--- THE TASK ---
Scan the records below for the line with "Target: small stone" and the line with "Expected: one point per instance of the dark". Repeat those two lines and every line between them exactly, and nothing else.

--- RECORDS FOR THE EXERCISE ---
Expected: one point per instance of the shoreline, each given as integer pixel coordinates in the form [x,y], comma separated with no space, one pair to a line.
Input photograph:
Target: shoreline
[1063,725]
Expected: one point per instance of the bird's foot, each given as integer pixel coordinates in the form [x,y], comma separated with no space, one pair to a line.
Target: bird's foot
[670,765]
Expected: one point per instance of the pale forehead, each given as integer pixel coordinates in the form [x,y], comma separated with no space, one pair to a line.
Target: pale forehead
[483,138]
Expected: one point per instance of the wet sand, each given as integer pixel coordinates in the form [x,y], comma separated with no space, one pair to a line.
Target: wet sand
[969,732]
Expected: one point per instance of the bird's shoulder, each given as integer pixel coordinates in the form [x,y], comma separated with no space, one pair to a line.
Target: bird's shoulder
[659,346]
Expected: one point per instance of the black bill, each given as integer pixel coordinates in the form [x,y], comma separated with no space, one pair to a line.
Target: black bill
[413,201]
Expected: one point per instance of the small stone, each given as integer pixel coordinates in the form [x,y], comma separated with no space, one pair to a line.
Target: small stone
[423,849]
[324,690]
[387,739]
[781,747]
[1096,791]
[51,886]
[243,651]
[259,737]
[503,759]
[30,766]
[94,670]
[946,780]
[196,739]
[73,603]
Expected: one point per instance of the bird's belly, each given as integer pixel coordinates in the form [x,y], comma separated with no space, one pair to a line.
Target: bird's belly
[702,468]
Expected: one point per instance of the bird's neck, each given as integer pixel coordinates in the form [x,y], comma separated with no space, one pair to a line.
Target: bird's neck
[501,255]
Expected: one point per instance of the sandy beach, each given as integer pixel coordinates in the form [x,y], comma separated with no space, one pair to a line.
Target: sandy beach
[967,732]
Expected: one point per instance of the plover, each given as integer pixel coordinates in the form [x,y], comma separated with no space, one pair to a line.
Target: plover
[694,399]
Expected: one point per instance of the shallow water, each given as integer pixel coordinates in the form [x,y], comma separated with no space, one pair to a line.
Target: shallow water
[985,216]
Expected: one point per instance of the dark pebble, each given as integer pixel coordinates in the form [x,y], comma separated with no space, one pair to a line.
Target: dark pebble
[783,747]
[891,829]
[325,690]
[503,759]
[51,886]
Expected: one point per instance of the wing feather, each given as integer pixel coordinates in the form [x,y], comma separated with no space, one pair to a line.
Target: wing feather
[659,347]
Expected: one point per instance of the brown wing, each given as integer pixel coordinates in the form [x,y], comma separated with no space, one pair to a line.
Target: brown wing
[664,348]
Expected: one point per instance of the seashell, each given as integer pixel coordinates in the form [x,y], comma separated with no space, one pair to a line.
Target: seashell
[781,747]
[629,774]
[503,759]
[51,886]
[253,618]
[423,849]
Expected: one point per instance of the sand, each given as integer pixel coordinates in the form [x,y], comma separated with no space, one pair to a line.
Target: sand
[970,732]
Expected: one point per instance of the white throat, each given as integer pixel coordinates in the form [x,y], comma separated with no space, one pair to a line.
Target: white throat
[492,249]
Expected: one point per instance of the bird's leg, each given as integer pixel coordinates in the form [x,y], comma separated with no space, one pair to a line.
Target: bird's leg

--- REPLY ---
Target: small stone
[423,849]
[324,690]
[387,739]
[781,747]
[1096,791]
[51,886]
[243,651]
[259,737]
[503,759]
[30,766]
[94,670]
[946,780]
[196,739]
[73,603]
Expected: one point per instance of the bird's belly, each given as integer pixel coordinates in the form [x,y], comma separated with no space, one pair to a line.
Target: bird's belly
[702,468]
Expected: one point per instance of the bird's neck, each given as integer pixel coordinates in the form [x,y], comma separated with no space, one pair to a line.
Target: bird's neck
[501,255]
Expected: one point per instance of the sandy beach, each given as integer pixel coordinates in the form [x,y], comma separated with no space, one pair to a line.
Target: sandy beach
[967,732]
Expected: one point per instance of the plover, each given as integer pixel coordinates in the form [x,y], comma separated with no space, one pair to a line.
Target: plover
[694,399]
Expected: one point per instance of the shallow water, each given as integer pixel coordinates in the form [x,y], comma separated with no space, one pair to a line.
Target: shallow water
[985,216]
Expected: one point per instance of the dark pebble, each given as integer pixel coordinates in the form [x,y], comma separated with no space, one pair to a line.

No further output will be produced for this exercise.